-- START RECORDED INFORMATION --

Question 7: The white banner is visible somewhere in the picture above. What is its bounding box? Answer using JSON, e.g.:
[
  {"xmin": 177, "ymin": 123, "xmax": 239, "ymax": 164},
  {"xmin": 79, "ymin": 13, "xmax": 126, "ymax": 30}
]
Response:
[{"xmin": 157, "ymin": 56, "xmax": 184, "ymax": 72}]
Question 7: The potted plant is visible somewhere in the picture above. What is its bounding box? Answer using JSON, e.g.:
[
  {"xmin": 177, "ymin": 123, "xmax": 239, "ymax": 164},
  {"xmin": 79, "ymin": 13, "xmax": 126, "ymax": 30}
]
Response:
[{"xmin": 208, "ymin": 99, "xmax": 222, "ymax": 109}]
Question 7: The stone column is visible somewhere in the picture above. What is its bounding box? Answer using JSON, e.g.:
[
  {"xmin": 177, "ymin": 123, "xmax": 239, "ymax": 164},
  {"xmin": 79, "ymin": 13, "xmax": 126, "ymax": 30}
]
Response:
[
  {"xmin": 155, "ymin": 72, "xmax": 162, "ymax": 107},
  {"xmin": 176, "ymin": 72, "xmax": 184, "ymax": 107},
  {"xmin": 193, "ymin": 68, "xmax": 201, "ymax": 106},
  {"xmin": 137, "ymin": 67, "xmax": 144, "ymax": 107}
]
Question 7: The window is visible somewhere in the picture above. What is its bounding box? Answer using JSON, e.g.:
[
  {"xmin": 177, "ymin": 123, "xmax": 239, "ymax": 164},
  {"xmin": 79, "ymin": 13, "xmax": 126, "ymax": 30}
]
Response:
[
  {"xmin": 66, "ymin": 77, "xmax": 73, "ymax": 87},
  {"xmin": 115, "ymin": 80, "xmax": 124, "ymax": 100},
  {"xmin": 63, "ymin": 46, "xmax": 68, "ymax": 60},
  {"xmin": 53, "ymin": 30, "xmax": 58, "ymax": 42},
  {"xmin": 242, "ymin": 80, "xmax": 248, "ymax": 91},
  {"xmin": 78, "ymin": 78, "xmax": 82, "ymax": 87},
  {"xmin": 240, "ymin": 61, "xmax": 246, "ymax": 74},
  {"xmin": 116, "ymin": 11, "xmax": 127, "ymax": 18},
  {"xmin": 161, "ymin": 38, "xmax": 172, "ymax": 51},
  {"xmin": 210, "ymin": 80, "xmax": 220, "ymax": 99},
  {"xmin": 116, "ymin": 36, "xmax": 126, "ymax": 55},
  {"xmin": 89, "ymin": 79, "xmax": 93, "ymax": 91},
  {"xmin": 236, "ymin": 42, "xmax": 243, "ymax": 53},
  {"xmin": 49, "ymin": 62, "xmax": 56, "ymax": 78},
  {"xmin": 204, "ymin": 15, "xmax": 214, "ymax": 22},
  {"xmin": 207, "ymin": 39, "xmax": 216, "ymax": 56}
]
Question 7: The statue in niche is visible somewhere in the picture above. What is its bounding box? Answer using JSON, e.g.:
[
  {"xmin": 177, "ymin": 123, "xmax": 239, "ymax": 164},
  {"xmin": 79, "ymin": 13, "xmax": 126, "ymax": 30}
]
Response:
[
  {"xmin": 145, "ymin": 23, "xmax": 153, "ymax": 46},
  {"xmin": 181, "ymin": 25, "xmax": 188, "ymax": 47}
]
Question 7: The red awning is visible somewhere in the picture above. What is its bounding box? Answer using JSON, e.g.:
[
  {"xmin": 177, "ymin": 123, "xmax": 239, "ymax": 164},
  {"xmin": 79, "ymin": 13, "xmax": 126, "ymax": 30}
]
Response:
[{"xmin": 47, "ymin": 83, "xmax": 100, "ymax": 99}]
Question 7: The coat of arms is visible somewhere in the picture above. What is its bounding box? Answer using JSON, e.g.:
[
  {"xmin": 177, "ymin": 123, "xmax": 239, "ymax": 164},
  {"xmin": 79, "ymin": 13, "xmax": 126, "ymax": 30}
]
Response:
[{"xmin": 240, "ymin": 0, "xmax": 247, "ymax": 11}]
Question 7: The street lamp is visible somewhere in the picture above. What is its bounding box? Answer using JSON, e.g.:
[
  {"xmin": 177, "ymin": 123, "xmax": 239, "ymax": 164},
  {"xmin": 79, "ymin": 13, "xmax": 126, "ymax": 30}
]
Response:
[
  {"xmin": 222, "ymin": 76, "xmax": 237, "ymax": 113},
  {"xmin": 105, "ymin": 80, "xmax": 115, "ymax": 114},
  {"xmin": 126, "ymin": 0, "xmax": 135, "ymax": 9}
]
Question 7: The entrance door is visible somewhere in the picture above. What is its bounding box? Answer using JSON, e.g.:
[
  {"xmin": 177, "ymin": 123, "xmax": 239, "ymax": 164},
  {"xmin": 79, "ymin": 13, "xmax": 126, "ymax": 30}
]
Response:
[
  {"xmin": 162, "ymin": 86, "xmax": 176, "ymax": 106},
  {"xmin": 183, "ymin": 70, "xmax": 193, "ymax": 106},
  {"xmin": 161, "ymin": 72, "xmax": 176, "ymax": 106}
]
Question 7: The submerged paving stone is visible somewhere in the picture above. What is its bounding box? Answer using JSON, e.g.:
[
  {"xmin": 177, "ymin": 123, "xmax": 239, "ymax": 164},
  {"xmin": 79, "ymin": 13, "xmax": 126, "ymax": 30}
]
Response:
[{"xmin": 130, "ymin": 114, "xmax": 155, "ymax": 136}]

-- END RECORDED INFORMATION --

→ PROBLEM DESCRIPTION:
Copy everything from the line containing "Question 7: The submerged" down to the end of the data, character for character.

→ TASK OUTPUT:
Question 7: The submerged paving stone is visible somewhere in the picture above. What is its bounding box? Answer using JSON, e.g.:
[
  {"xmin": 177, "ymin": 123, "xmax": 239, "ymax": 164},
  {"xmin": 79, "ymin": 13, "xmax": 126, "ymax": 30}
]
Response:
[{"xmin": 130, "ymin": 114, "xmax": 155, "ymax": 136}]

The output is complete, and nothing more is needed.